##### The data

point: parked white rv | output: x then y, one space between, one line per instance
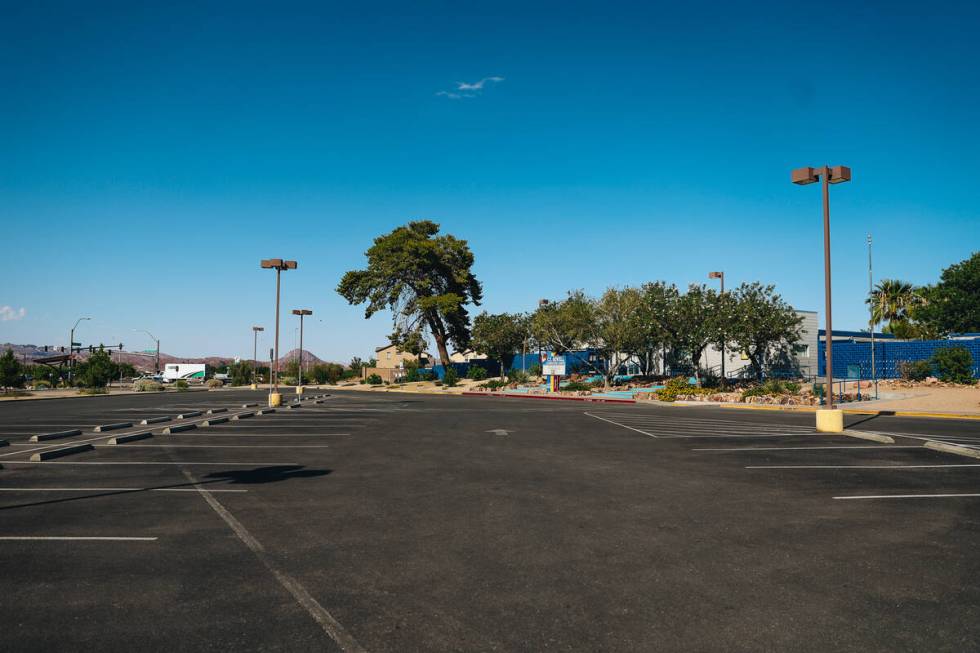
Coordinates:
184 371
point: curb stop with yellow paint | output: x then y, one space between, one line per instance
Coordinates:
830 421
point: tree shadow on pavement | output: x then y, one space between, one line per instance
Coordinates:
266 474
257 475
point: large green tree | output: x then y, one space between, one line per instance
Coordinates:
618 329
657 322
894 302
423 278
762 324
11 375
697 321
953 304
563 326
499 335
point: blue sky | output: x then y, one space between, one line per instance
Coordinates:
151 156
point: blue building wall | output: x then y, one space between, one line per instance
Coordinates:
888 354
576 362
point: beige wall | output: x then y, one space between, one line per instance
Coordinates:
390 357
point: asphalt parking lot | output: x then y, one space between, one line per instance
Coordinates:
404 522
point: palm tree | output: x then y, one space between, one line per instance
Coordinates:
893 301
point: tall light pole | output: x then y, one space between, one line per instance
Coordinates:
829 175
71 347
152 337
871 319
302 312
278 265
255 350
721 276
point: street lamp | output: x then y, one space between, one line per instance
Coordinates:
721 276
301 312
152 337
255 351
71 347
832 420
278 265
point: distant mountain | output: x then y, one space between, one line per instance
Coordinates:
146 361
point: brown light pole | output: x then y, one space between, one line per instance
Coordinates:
255 351
721 276
278 265
829 175
301 312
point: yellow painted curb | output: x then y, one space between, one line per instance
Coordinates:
856 411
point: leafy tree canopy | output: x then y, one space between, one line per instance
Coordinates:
423 278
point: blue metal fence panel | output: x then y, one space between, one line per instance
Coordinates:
889 354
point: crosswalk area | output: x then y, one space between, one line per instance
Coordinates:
678 426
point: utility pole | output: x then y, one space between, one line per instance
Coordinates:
302 312
278 265
871 319
255 350
71 348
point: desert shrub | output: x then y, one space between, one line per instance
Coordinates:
954 364
915 370
493 384
450 378
476 373
146 385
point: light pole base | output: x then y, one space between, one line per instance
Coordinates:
830 421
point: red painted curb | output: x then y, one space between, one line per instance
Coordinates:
586 399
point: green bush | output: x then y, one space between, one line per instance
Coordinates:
451 377
954 365
915 370
476 373
493 384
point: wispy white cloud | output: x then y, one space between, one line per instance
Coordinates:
469 89
9 313
477 86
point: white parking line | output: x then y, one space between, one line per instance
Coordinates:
259 435
142 462
108 489
71 538
860 466
622 425
906 496
212 446
853 446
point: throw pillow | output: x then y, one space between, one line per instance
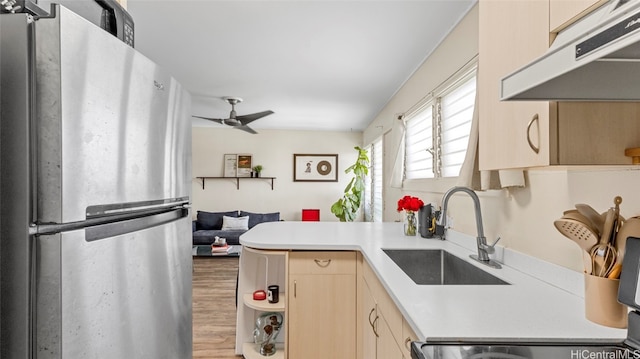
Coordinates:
213 220
235 224
257 218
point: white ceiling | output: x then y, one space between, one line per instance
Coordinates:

##########

## What you are asked to do
Exactly as they appear, repeat the lines from the one containing "point: blue metal" through the last line of the entries, counting both ends. Pictures stay out.

## The reply
point: blue metal fence panel | output: x then y, one space between, one line per instance
Coordinates:
889 354
point: crosswalk area | output: x then y, one space between, one line per instance
Coordinates:
678 426
point: utility pole | output: x then y, one space between, one line per instance
Coordinates:
302 312
278 265
871 319
255 350
71 348
point: desert shrub | output: x then y, one space between, one line per instance
Coordinates:
954 364
915 370
493 384
450 378
476 373
146 385
point: light pole base | output: x then y, one space between, one line per instance
Coordinates:
830 421
point: red painted curb | output: x then y, one space between, one line per instance
Coordinates:
586 399
point: green bush | output: x then y, one space between, one line per instance
Coordinates:
451 377
954 365
915 370
476 373
493 384
point: wispy white cloud | output: x then y, one space between, one line per instance
Coordinates:
469 89
9 313
477 86
point: white parking line | output: x then y, one space between, one line per instance
Coordinates:
259 435
142 462
108 489
71 538
860 466
622 425
906 496
212 446
853 446
point: throw pillow | output: x then y, one space between, one line per instance
Coordinates:
213 220
235 224
257 218
point: white ceiling | output: x then y, one space between, one line per instance
Coordinates:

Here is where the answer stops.